*Directions*. Retype the entries in full.

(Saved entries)
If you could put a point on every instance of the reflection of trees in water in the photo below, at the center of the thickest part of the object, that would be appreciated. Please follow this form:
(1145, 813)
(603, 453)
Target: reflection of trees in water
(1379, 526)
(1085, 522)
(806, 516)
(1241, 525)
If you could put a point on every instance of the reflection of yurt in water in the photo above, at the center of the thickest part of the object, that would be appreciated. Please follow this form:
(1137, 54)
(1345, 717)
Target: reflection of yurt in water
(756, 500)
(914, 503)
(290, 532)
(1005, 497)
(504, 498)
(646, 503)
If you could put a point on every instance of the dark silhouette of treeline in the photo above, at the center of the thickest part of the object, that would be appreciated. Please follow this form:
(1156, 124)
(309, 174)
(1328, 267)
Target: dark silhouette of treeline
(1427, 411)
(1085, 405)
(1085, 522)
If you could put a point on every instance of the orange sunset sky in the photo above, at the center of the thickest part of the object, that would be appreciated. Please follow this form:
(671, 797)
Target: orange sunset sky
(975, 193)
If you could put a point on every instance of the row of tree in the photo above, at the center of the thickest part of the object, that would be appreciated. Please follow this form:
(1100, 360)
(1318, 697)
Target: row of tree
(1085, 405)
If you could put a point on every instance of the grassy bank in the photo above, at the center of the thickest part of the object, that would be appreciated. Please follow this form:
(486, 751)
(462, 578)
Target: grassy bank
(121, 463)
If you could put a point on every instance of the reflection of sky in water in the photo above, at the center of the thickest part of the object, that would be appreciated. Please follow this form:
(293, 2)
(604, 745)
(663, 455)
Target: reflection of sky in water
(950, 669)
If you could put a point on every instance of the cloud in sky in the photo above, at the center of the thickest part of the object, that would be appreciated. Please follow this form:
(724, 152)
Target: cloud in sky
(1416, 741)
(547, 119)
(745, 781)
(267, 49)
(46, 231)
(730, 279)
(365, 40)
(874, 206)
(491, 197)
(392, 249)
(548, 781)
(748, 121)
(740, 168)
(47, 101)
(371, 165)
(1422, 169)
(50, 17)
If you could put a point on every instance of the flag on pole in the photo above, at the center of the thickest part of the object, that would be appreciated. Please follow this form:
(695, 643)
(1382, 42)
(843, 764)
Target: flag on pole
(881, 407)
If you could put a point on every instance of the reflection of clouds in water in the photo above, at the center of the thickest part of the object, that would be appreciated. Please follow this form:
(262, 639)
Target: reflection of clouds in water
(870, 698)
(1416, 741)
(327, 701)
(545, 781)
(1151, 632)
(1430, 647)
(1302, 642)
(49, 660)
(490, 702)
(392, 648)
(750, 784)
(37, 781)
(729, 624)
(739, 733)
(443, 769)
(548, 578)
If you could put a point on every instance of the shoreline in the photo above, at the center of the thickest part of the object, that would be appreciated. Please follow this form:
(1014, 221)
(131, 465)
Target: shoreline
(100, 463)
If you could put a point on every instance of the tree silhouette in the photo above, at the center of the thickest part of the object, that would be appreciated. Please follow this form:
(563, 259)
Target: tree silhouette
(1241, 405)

*Exercise solution*.
If you could put a point on every instance of the reflection of trees in water in the photo below, at the center of the thickest part of the object, that would be appreciated. Please follow this form:
(1145, 813)
(603, 453)
Target: reflection of trees in water
(1379, 526)
(1085, 522)
(806, 516)
(1241, 525)
If you could put a point on every instance of the reflection of yurt in water in the photo above, at the center of the thickest part of the object, that would be appreciated. Please follow this form:
(1137, 54)
(1345, 717)
Target: reflection of yurt in water
(756, 500)
(914, 503)
(290, 532)
(1005, 497)
(504, 498)
(646, 503)
If you could put a point on every instance of the dark silhouette of treeline in the photo above, at the center of the thickest part of the object, that would be appreciated. Please follow this form:
(1156, 124)
(309, 174)
(1328, 267)
Target: dark silhouette of treeline
(1427, 411)
(1085, 405)
(1085, 522)
If you could put a point on every instance of the orange sunset sky in the photo above, at the center of the thickest part of the object, that would be appreciated. Please follow this form:
(671, 797)
Target: orange sunset sky
(975, 193)
If you could put a point on every instance of the row of tree in the photo above, at the center of the thickest part of the object, that would be appreciated. Please follow this form:
(1100, 360)
(1318, 697)
Target: row of tree
(1085, 405)
If you could put a point on every instance of the grassy bank in the photo above, at the center of the thickest part of the object, that would be appreciated. Please follow this form:
(486, 751)
(462, 578)
Target: grassy bank
(121, 463)
If you could put a point on every instance of the reflection of sky in water in the photo above, at the center of the thickest part of the object, that would be appreciated. Please follow this form:
(293, 2)
(604, 745)
(663, 455)
Target: reflection of sky in water
(950, 669)
If you could put a point on every instance of the cloud in sky in the photo above, at the center of the thickest part of the object, that would be appreciated. Please follow this form:
(724, 152)
Target: cloud in sky
(1416, 741)
(547, 119)
(745, 781)
(267, 49)
(46, 231)
(730, 279)
(365, 40)
(874, 206)
(491, 197)
(392, 249)
(548, 781)
(748, 121)
(740, 168)
(47, 101)
(371, 165)
(1422, 169)
(50, 17)
If you could put a point on every instance of the flag on pole in the photo above, at the center of the thickest part of the object, that would be appreciated. Please follow this form:
(695, 643)
(1382, 42)
(843, 764)
Target: flag on pole
(881, 407)
If you could put a point on every instance of the reflection of clouds in water in the photo above, at the center of the thickest part of the object, that would be appreciated. Please follow this form:
(262, 639)
Target: reflection of clouds in water
(870, 698)
(1416, 741)
(327, 701)
(545, 781)
(1151, 632)
(1430, 647)
(1302, 642)
(49, 660)
(490, 702)
(392, 648)
(750, 784)
(37, 781)
(729, 624)
(739, 733)
(443, 769)
(548, 578)
If you could put a point on every instance of the shoreline in the photo above, at the center of the thickest part of the object, that would be appreciated. Please follow this form:
(1014, 221)
(131, 465)
Target: shoreline
(100, 463)
If you could put a point on every instance of the tree silhouette in the photo above, at the center of the thickest part of the object, that would be appreciated. Please follow this form:
(563, 259)
Target: tree silhouette
(1241, 405)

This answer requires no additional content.